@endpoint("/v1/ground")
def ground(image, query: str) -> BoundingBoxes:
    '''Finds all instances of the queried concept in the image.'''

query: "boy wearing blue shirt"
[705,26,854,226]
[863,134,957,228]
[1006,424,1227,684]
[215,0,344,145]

(EXERCISE AIM): Pull out every line in the rows above that contains the word "image". Only matches with the same capitalization count.

(ANSWER FOR THE TASK):
def ground(image, query: str) -> BoundingBoxes:
    '''Finds all instances of the queried concept in the image.'''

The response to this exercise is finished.